Stored data:
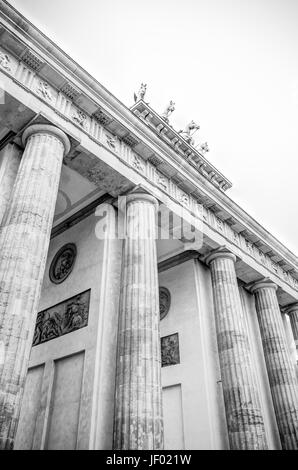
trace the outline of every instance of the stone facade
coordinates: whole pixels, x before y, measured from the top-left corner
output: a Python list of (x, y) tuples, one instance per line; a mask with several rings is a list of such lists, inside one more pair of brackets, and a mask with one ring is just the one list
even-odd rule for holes
[(297, 449), (297, 258), (0, 6), (0, 448)]

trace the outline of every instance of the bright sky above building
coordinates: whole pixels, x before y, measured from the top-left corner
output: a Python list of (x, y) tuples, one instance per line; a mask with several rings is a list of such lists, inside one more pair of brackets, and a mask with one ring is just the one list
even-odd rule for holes
[(227, 194), (298, 255), (297, 0), (10, 0), (124, 104), (172, 99)]

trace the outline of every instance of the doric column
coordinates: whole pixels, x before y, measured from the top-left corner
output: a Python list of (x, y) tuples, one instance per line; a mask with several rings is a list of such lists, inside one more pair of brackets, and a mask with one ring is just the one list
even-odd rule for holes
[(36, 124), (0, 229), (0, 449), (13, 447), (27, 373), (66, 135)]
[(277, 286), (260, 281), (252, 288), (260, 325), (264, 356), (283, 449), (298, 448), (298, 387), (289, 355)]
[(286, 342), (287, 342), (290, 358), (294, 365), (294, 369), (296, 371), (296, 375), (298, 379), (298, 367), (297, 367), (298, 366), (298, 350), (297, 350), (298, 342), (295, 342), (293, 330), (291, 327), (290, 317), (287, 314), (286, 307), (281, 308), (281, 319), (282, 319), (282, 323), (284, 327), (284, 332), (285, 332), (285, 337), (286, 337)]
[(163, 449), (156, 207), (156, 199), (148, 194), (126, 198), (115, 449)]
[(235, 272), (236, 256), (216, 250), (210, 265), (217, 344), (231, 449), (266, 449), (247, 325)]
[(298, 349), (298, 302), (289, 305), (285, 309), (285, 313), (287, 313), (290, 317), (292, 332), (296, 343), (296, 348)]
[(22, 150), (16, 144), (8, 144), (0, 152), (0, 224), (9, 203), (21, 155)]

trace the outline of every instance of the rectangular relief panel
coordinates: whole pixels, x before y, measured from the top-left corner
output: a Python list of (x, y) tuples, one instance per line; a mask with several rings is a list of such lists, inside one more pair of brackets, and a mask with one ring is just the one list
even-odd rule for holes
[(15, 449), (30, 450), (40, 407), (44, 364), (28, 369), (21, 414), (17, 429)]
[(180, 364), (178, 333), (161, 338), (161, 366)]
[(37, 315), (33, 346), (88, 325), (90, 292), (87, 290)]
[(84, 351), (55, 361), (46, 449), (76, 449)]
[(181, 384), (163, 388), (165, 449), (184, 449)]

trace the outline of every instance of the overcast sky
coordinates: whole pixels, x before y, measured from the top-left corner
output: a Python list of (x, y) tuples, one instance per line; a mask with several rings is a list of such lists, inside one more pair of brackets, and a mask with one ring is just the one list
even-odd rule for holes
[(227, 194), (298, 255), (298, 0), (10, 0), (124, 104), (190, 120)]

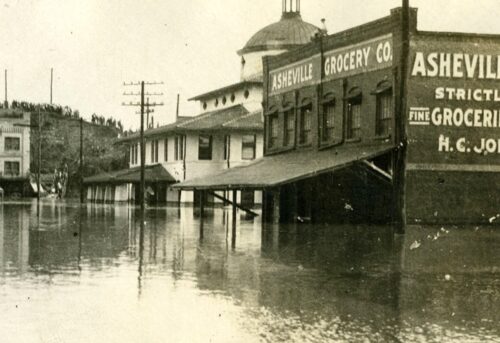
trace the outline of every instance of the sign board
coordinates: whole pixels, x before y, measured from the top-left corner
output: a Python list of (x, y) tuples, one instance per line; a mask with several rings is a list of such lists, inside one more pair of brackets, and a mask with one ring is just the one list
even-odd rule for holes
[(500, 164), (499, 51), (500, 40), (418, 37), (412, 42), (409, 163), (459, 170)]
[(269, 72), (269, 95), (392, 66), (392, 35), (327, 51)]

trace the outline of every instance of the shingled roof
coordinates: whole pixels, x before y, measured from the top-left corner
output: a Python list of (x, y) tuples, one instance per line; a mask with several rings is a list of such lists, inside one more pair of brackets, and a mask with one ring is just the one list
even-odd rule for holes
[(332, 172), (361, 160), (374, 158), (394, 147), (392, 144), (347, 145), (328, 150), (299, 150), (266, 156), (240, 167), (173, 185), (178, 189), (263, 189), (281, 186)]

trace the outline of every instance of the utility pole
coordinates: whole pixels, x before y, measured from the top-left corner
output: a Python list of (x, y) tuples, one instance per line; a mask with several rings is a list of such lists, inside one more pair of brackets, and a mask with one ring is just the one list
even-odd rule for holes
[[(145, 209), (145, 189), (146, 189), (146, 182), (145, 182), (145, 179), (144, 179), (144, 167), (145, 167), (145, 164), (146, 164), (146, 145), (145, 145), (145, 142), (144, 142), (144, 108), (146, 107), (146, 104), (144, 102), (144, 97), (145, 96), (161, 96), (163, 95), (163, 93), (145, 93), (145, 86), (155, 86), (155, 85), (163, 85), (163, 82), (145, 82), (145, 81), (141, 81), (141, 82), (131, 82), (131, 83), (123, 83), (123, 85), (125, 87), (137, 87), (137, 86), (140, 86), (141, 87), (141, 92), (140, 93), (123, 93), (123, 95), (125, 96), (140, 96), (141, 97), (141, 101), (140, 102), (128, 102), (128, 103), (125, 103), (125, 102), (122, 102), (122, 106), (134, 106), (134, 107), (138, 107), (140, 106), (141, 108), (141, 142), (140, 142), (140, 148), (141, 148), (141, 183), (140, 183), (140, 188), (139, 188), (139, 201), (141, 203), (141, 213), (144, 213), (144, 209)], [(149, 99), (149, 98), (148, 98)], [(163, 103), (149, 103), (147, 104), (147, 107), (148, 107), (148, 111), (149, 111), (149, 107), (156, 107), (156, 106), (163, 106), (164, 104)], [(142, 222), (142, 220), (141, 220)]]
[(175, 121), (179, 120), (179, 100), (180, 100), (180, 94), (177, 93), (177, 107), (175, 109)]
[(40, 114), (40, 105), (38, 105), (38, 170), (36, 173), (36, 199), (40, 204), (40, 169), (42, 165), (42, 115)]
[(80, 204), (83, 204), (83, 118), (80, 118)]
[(7, 69), (5, 69), (5, 102), (4, 107), (9, 108), (9, 100), (7, 98)]
[(52, 90), (54, 85), (54, 68), (50, 68), (50, 104), (52, 105)]

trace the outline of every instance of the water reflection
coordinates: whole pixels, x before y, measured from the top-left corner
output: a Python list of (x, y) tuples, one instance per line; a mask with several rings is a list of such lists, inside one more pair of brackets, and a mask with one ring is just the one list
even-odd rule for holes
[(239, 213), (234, 222), (230, 209), (205, 209), (203, 222), (192, 208), (142, 217), (125, 205), (44, 201), (37, 211), (0, 204), (8, 342), (500, 339), (492, 228), (394, 236), (262, 226)]

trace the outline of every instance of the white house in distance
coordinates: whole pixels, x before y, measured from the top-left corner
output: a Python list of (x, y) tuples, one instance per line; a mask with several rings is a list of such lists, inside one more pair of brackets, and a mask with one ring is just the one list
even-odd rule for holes
[[(288, 7), (291, 5), (291, 7)], [(310, 42), (320, 29), (302, 20), (300, 0), (283, 3), (281, 19), (254, 34), (238, 51), (240, 81), (190, 99), (199, 104), (194, 117), (145, 131), (146, 184), (156, 202), (196, 203), (193, 191), (169, 185), (251, 163), (263, 155), (262, 57), (277, 55)], [(129, 146), (129, 169), (86, 178), (89, 201), (138, 199), (140, 137), (121, 138)], [(227, 199), (231, 194), (220, 194)], [(261, 192), (238, 192), (239, 203), (260, 204)], [(208, 199), (209, 202), (212, 199)], [(213, 199), (219, 202), (219, 199)]]
[(30, 113), (0, 109), (0, 187), (22, 195), (29, 179)]

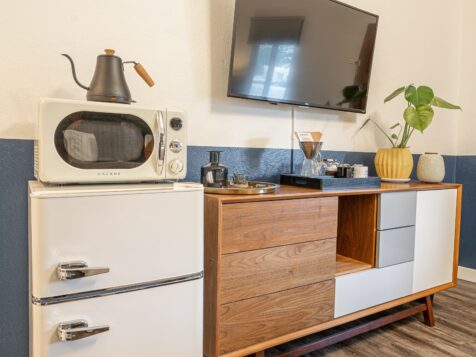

Aim of the task:
Go through the records above and write out every line exactly, passing over the pictures.

Answer section:
trace the outline of every instance of the stone facade
coordinates: whole pixels, x before y, measured from the top-left corner
output: a Python list of (x, y) tuples, one instance per line; a mask with several rings is a list of such lists, inside one more pair of brackets, and a mask with one ring is just the one list
even-odd rule for holes
[(297, 449), (297, 258), (0, 6), (0, 448)]

trace the outline of every instance of the bright sky above building
coordinates: whole pixels, x before y, measured from the top-left corner
output: a Python list of (x, y) tuples, one instance per line; a mask with several rings is a list of such lists, inside one more pair of brackets, and a mask with one ring is just the one list
even-odd rule for holes
[(227, 194), (298, 255), (297, 0), (10, 0), (124, 104), (172, 99)]

trace the outline of every instance of the doric column
coordinates: whole pixels, x before y, measured from the top-left corner
output: a Python list of (x, y) tuples, one instance per line; a mask with several rings is a list of such lists, inside one more pair of brackets, and a mask with one ring is just the one list
even-odd rule for holes
[(36, 124), (0, 229), (0, 449), (13, 447), (27, 373), (66, 135)]
[(277, 286), (260, 281), (252, 288), (260, 325), (264, 356), (283, 449), (298, 448), (298, 387), (289, 355)]
[(286, 342), (287, 342), (290, 358), (294, 365), (294, 369), (296, 371), (296, 375), (298, 379), (298, 367), (297, 367), (298, 366), (298, 350), (297, 350), (298, 342), (295, 342), (293, 330), (291, 327), (290, 317), (287, 314), (286, 307), (281, 308), (281, 319), (282, 319), (282, 323), (284, 327), (284, 332), (285, 332), (285, 337), (286, 337)]
[(163, 449), (156, 207), (156, 199), (148, 194), (126, 198), (115, 449)]
[(235, 272), (236, 256), (216, 250), (210, 265), (217, 344), (231, 449), (266, 449), (247, 325)]
[(298, 349), (298, 302), (289, 305), (285, 309), (285, 313), (287, 313), (290, 317), (292, 332), (296, 343), (296, 348)]
[(22, 150), (16, 144), (8, 144), (0, 152), (0, 224), (9, 203), (21, 155)]

trace the outline of every instance of the rectangular relief panel
coordinates: whole pixels, x before y, measured from the top-left corner
output: a Python list of (x, y) tuples, one instance per line; a mask with several rings is a list of such lists, inside one more pair of brackets, and a mask with one ring is just the one list
even-odd rule for holes
[(15, 449), (30, 450), (40, 407), (44, 364), (28, 369), (21, 414), (17, 429)]
[(180, 364), (178, 333), (161, 338), (161, 366)]
[(37, 315), (33, 346), (88, 325), (90, 292), (87, 290)]
[(84, 351), (55, 361), (46, 449), (76, 449)]
[(181, 384), (163, 388), (165, 449), (184, 449)]

trace the outline of every instance of the overcast sky
coordinates: whole pixels, x before y, measured from the top-left corner
output: a Python list of (x, y) tuples, one instance per line; a mask with several rings is a list of such lists, inside one more pair of brackets, and a mask with one ring is just the one list
even-odd rule for holes
[(227, 194), (298, 255), (298, 0), (10, 0), (124, 104), (190, 120)]

trace the outline of every instance of the sign board
coordinates: whole pixels, x before y, measured from the top-left corner
output: a Python list of (x, y) tuples, one instance per line; a mask with several rings is a list of such lists, inside one more pair of brackets, and a mask with one ring is just the one list
even-odd rule for holes
[(500, 164), (499, 51), (500, 40), (418, 37), (412, 42), (409, 163), (459, 170)]
[(269, 72), (269, 95), (392, 66), (392, 35), (327, 51)]

trace the outline of every instance of the shingled roof
coordinates: whole pixels, x before y, measured from the top-left corner
output: a Python list of (x, y) tuples, one instance per line; a mask with several rings is a list of such lists, inside one more pair of brackets, and a mask with one ring is just the one list
even-odd rule for holes
[(332, 172), (361, 160), (374, 158), (394, 147), (392, 144), (347, 145), (328, 150), (299, 150), (266, 156), (240, 167), (173, 185), (178, 189), (263, 189), (281, 186)]

trace the outline of every instance of the utility pole
coordinates: whole pixels, x before y, measured from the top-left corner
output: a Python list of (x, y) tuples, one instance per line; a mask with several rings is a list of such lists, inside one more pair of brackets, and a mask with one ring is just the one list
even-odd rule for holes
[[(145, 209), (145, 189), (146, 189), (146, 182), (145, 182), (145, 179), (144, 179), (144, 167), (145, 167), (145, 164), (146, 164), (146, 145), (145, 145), (145, 142), (144, 142), (144, 108), (146, 107), (146, 104), (144, 102), (144, 97), (145, 96), (161, 96), (163, 95), (163, 93), (145, 93), (145, 86), (155, 86), (155, 85), (163, 85), (163, 82), (145, 82), (145, 81), (141, 81), (141, 82), (131, 82), (131, 83), (123, 83), (123, 85), (125, 87), (137, 87), (137, 86), (140, 86), (141, 87), (141, 92), (140, 93), (123, 93), (123, 95), (125, 96), (140, 96), (141, 97), (141, 101), (140, 102), (128, 102), (128, 103), (125, 103), (125, 102), (122, 102), (122, 106), (134, 106), (134, 107), (138, 107), (140, 106), (141, 108), (141, 142), (140, 142), (140, 148), (141, 148), (141, 183), (140, 183), (140, 188), (139, 188), (139, 201), (141, 203), (141, 213), (144, 213), (144, 209)], [(149, 99), (149, 98), (148, 98)], [(163, 103), (149, 103), (147, 104), (147, 107), (148, 107), (148, 111), (149, 111), (149, 107), (156, 107), (156, 106), (163, 106), (164, 104)], [(142, 222), (142, 220), (141, 220)]]
[(175, 121), (179, 120), (179, 100), (180, 100), (180, 94), (177, 93), (177, 107), (175, 109)]
[(40, 114), (40, 105), (38, 105), (38, 170), (36, 173), (36, 199), (40, 204), (40, 169), (42, 165), (42, 115)]
[(80, 204), (83, 204), (83, 118), (80, 118)]
[(7, 69), (5, 69), (5, 102), (4, 107), (9, 108), (9, 100), (7, 98)]
[(52, 90), (54, 85), (54, 68), (50, 68), (50, 104), (52, 105)]

trace the outline of every instance of the water reflection
coordinates: whole pixels, x before y, measured from the top-left corner
output: a Python list of (x, y) tuples, one instance per line; a mask with several rings is a list of such lists, inside one more pair of brackets, and a mask with one ring is just the one list
even-odd rule for holes
[(239, 213), (234, 222), (230, 209), (205, 209), (203, 222), (192, 208), (142, 217), (125, 205), (44, 201), (37, 211), (0, 204), (8, 342), (500, 339), (492, 228), (394, 236), (262, 226)]

trace the outline of every instance of the white house in distance
coordinates: whole pixels, x before y, measured from the top-left corner
output: a Python list of (x, y) tuples, one instance per line; a mask with several rings is a list of such lists, inside one more pair of brackets, and a mask with one ring is just the one list
even-odd rule for holes
[[(288, 7), (291, 5), (291, 7)], [(310, 42), (320, 29), (302, 20), (300, 0), (283, 3), (281, 19), (254, 34), (238, 51), (240, 81), (190, 99), (199, 104), (194, 117), (145, 131), (146, 184), (156, 202), (196, 203), (193, 191), (169, 185), (251, 163), (263, 155), (262, 57), (277, 55)], [(129, 146), (129, 169), (86, 178), (89, 201), (138, 199), (140, 137), (121, 138)], [(227, 199), (231, 194), (220, 194)], [(261, 192), (238, 192), (239, 203), (260, 204)], [(208, 199), (209, 202), (212, 199)], [(213, 199), (219, 202), (219, 199)]]
[(30, 113), (0, 109), (0, 187), (22, 195), (29, 179)]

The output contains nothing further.